═══ Data supplied

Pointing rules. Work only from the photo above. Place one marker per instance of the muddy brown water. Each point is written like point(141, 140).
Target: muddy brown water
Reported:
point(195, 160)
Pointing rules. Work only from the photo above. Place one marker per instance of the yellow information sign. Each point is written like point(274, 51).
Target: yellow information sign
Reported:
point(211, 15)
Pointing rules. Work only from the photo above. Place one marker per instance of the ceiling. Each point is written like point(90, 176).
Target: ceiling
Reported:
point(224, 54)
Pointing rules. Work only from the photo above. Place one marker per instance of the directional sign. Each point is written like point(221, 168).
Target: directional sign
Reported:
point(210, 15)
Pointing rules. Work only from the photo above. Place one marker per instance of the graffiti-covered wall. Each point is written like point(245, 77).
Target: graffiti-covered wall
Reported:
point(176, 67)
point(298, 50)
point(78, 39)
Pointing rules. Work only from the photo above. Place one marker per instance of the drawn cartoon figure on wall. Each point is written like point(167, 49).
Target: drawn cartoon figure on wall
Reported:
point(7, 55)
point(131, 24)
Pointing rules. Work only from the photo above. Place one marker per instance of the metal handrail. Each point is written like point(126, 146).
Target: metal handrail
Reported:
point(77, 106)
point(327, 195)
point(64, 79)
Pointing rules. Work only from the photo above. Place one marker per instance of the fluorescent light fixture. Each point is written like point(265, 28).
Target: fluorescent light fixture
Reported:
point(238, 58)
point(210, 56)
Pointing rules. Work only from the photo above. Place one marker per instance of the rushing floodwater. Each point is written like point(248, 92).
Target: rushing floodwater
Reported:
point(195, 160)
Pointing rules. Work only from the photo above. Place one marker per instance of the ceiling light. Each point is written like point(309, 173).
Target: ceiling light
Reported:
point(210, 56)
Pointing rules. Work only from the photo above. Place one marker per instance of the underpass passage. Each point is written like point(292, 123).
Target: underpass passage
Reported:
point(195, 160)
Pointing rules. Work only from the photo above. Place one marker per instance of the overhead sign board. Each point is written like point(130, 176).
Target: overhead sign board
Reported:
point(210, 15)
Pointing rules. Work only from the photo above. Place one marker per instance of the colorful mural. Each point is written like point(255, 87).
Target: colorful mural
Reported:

══════

* [Written request] Put the lines from the one containing "like point(126, 146)." through the last line above into a JSON list of strings, one string per line, and skip any blank lines.

* [Final result]
[
  "Pointing rules. Work only from the photo above. Place one marker per instance of the metal handrail. Each point is written like point(126, 146).",
  "Target: metal handrail",
  "Reported:",
  "point(77, 106)",
  "point(327, 195)",
  "point(64, 79)",
  "Pointing rules. Work only from the photo above. Place one marker per instance of the fluorescent light fixture. Each point is written like point(265, 28).",
  "Target: fluorescent light fixture",
  "Reported:",
  "point(238, 58)",
  "point(210, 56)",
  "Pointing rules. Work only from the photo above. Place one marker per instance of the rushing floodwater. Each point is written like point(248, 92).",
  "Target: rushing floodwater",
  "Reported:",
  "point(195, 160)",
  "Pointing rules. Work only from the photo above. Place one marker per instance of the ceiling light. Each point is written like point(309, 173).",
  "Target: ceiling light",
  "Reported:",
  "point(210, 56)",
  "Pointing rules. Work only from the photo above. Place one marker per instance of the underpass passage. Each point is written like point(292, 123).",
  "Target: underpass passage",
  "Reported:",
  "point(195, 160)",
  "Pointing rules. Work only from the photo above. Place one marker per instance of the overhead sign board. Each point is written like point(130, 176).",
  "Target: overhead sign board",
  "Reported:",
  "point(210, 15)",
  "Pointing rules. Work only from the photo above. Place one marker per instance of the colorful mural. Each point is written like point(255, 87).",
  "Target: colorful mural",
  "Reported:"
]